** INFORMATION GIVEN follows **
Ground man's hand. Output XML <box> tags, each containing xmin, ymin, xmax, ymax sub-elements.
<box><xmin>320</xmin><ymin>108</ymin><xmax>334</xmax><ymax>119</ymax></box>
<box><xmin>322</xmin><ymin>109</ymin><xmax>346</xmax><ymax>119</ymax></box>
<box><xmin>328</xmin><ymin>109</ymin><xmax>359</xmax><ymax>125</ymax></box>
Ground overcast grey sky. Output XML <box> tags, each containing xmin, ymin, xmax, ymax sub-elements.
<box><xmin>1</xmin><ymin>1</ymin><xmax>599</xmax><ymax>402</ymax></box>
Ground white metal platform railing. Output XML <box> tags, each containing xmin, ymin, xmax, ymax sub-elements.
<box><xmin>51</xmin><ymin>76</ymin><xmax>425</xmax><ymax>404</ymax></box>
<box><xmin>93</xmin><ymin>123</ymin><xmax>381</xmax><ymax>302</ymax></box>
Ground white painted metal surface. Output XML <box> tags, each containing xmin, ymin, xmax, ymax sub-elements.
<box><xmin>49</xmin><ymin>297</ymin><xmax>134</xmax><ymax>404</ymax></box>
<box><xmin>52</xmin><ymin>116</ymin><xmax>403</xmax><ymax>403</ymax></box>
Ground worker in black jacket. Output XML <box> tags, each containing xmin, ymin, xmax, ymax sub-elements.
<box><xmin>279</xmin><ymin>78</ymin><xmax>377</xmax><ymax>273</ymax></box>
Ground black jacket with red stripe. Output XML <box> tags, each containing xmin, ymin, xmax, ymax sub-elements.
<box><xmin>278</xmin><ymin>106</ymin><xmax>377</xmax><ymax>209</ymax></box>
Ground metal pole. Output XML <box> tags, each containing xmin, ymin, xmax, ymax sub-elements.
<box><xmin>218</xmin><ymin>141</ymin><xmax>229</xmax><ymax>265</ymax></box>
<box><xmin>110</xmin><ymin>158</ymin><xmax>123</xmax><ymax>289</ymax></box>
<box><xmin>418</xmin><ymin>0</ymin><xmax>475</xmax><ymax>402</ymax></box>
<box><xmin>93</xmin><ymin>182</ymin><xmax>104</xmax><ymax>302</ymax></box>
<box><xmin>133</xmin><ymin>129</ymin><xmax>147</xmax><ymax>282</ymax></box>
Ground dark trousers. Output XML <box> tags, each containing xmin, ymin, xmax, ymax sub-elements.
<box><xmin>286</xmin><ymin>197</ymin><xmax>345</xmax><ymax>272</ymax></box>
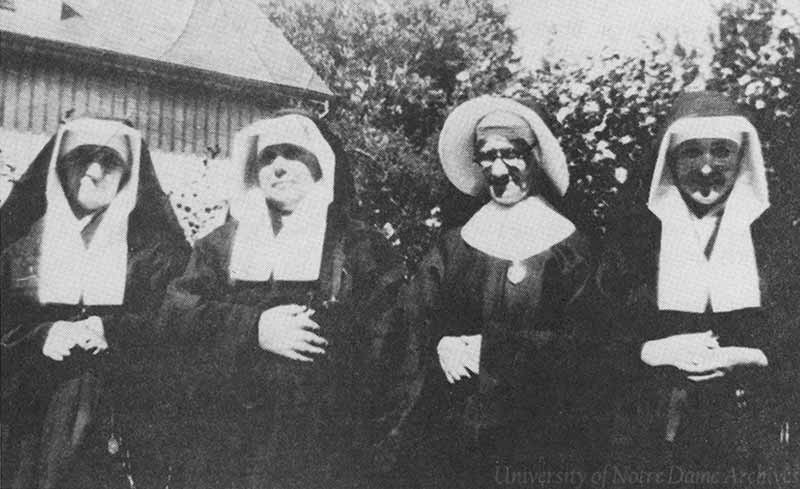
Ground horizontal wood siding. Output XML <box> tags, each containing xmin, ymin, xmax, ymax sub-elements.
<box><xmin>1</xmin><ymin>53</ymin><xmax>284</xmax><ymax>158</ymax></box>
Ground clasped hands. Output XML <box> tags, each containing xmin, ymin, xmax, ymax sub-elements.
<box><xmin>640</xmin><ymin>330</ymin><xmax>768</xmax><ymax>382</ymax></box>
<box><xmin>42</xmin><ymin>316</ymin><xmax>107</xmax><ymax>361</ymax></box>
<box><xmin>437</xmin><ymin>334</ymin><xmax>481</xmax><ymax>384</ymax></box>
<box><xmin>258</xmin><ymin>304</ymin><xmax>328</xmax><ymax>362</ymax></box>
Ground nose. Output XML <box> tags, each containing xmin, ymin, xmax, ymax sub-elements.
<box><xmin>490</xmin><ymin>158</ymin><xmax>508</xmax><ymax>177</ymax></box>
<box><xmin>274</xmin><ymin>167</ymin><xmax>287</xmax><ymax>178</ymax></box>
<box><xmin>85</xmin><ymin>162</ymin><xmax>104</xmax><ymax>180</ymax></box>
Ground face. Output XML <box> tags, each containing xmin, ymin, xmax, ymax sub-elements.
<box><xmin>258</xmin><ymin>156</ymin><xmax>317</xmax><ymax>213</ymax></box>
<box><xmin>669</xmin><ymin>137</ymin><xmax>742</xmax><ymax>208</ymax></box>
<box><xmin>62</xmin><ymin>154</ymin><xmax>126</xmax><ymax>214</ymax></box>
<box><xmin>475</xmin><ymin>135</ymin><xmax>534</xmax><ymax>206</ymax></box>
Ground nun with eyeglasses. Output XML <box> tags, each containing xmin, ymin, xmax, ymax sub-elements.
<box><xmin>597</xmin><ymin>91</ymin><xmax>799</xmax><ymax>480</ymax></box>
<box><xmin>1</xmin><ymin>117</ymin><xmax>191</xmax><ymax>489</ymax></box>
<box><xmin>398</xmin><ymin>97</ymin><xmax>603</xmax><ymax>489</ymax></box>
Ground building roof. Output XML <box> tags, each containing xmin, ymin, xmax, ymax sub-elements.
** End of INFORMATION GIVEN **
▶ EXERCISE OBJECTIVE
Could you copy all of the entries above exactly, without the pictures?

▶ SOLUTION FOR THIS EXERCISE
Ground man's hand. Output XML <box> tags, each containing xmin, ymin, xmax, ymax sub-elements.
<box><xmin>320</xmin><ymin>108</ymin><xmax>334</xmax><ymax>119</ymax></box>
<box><xmin>322</xmin><ymin>109</ymin><xmax>346</xmax><ymax>119</ymax></box>
<box><xmin>328</xmin><ymin>109</ymin><xmax>359</xmax><ymax>125</ymax></box>
Ground overcast grey sky. Output XML <box> tags, each containing xmin, ymin, xmax, ymax sub-elements.
<box><xmin>1</xmin><ymin>1</ymin><xmax>599</xmax><ymax>402</ymax></box>
Ground white metal platform railing. Output XML <box> tags, each containing xmin, ymin, xmax, ymax sub-elements.
<box><xmin>51</xmin><ymin>76</ymin><xmax>425</xmax><ymax>404</ymax></box>
<box><xmin>93</xmin><ymin>123</ymin><xmax>381</xmax><ymax>302</ymax></box>
Ground white painted metal surface. Output XML <box> tags, each containing xmin, ymin, xmax, ymax sub-elements.
<box><xmin>49</xmin><ymin>297</ymin><xmax>134</xmax><ymax>404</ymax></box>
<box><xmin>52</xmin><ymin>116</ymin><xmax>403</xmax><ymax>403</ymax></box>
Ground worker in black jacket. Output XML <box> tags, each containing xmin, ymin, xmax, ymax sub-elements.
<box><xmin>279</xmin><ymin>78</ymin><xmax>377</xmax><ymax>273</ymax></box>
Ground black jacket with red stripe. Output XML <box> tags, each containing xmin, ymin, xmax, ymax sub-elements.
<box><xmin>278</xmin><ymin>106</ymin><xmax>377</xmax><ymax>209</ymax></box>
Ground metal pole. Output XML <box> tags, each containing xmin, ymin, xmax, ymax sub-elements.
<box><xmin>218</xmin><ymin>141</ymin><xmax>229</xmax><ymax>265</ymax></box>
<box><xmin>110</xmin><ymin>158</ymin><xmax>123</xmax><ymax>289</ymax></box>
<box><xmin>418</xmin><ymin>0</ymin><xmax>475</xmax><ymax>402</ymax></box>
<box><xmin>93</xmin><ymin>182</ymin><xmax>104</xmax><ymax>302</ymax></box>
<box><xmin>133</xmin><ymin>129</ymin><xmax>147</xmax><ymax>282</ymax></box>
Ground dark trousers. Output XML <box> tags, each containing xmin, ymin, xmax, ymax sub-elements.
<box><xmin>286</xmin><ymin>197</ymin><xmax>345</xmax><ymax>272</ymax></box>
Ground horizontal wood siding. Output XML <box> tags, each containing xmin, ymin, xmax, ymax sub-elements.
<box><xmin>1</xmin><ymin>53</ymin><xmax>284</xmax><ymax>158</ymax></box>
Ground clasped hands. Output XML <box> tags, each containing xmin, ymin, xmax, ymax sub-elements.
<box><xmin>640</xmin><ymin>330</ymin><xmax>768</xmax><ymax>382</ymax></box>
<box><xmin>42</xmin><ymin>316</ymin><xmax>107</xmax><ymax>361</ymax></box>
<box><xmin>437</xmin><ymin>334</ymin><xmax>481</xmax><ymax>384</ymax></box>
<box><xmin>258</xmin><ymin>304</ymin><xmax>328</xmax><ymax>362</ymax></box>
Ground nose. Output XML <box> tags, each containing xmin, ymin, xmax, ymax sub-elements.
<box><xmin>490</xmin><ymin>158</ymin><xmax>508</xmax><ymax>177</ymax></box>
<box><xmin>274</xmin><ymin>167</ymin><xmax>287</xmax><ymax>178</ymax></box>
<box><xmin>85</xmin><ymin>162</ymin><xmax>104</xmax><ymax>180</ymax></box>
Ground face. Output XML <box> tags, each containing xmin, ymin, xmax, ymax sub-elements.
<box><xmin>258</xmin><ymin>156</ymin><xmax>317</xmax><ymax>213</ymax></box>
<box><xmin>669</xmin><ymin>137</ymin><xmax>742</xmax><ymax>208</ymax></box>
<box><xmin>62</xmin><ymin>154</ymin><xmax>126</xmax><ymax>214</ymax></box>
<box><xmin>475</xmin><ymin>135</ymin><xmax>534</xmax><ymax>206</ymax></box>
Ground nun with eyeglasses. Output XML <box> tags, each containing xmin, ymin, xmax, ymax sub-elements.
<box><xmin>597</xmin><ymin>91</ymin><xmax>799</xmax><ymax>480</ymax></box>
<box><xmin>1</xmin><ymin>117</ymin><xmax>191</xmax><ymax>489</ymax></box>
<box><xmin>398</xmin><ymin>97</ymin><xmax>603</xmax><ymax>489</ymax></box>
Ground building roof. Output XML <box> tags, each containing xmin, ymin, xmax, ymax sub-elements.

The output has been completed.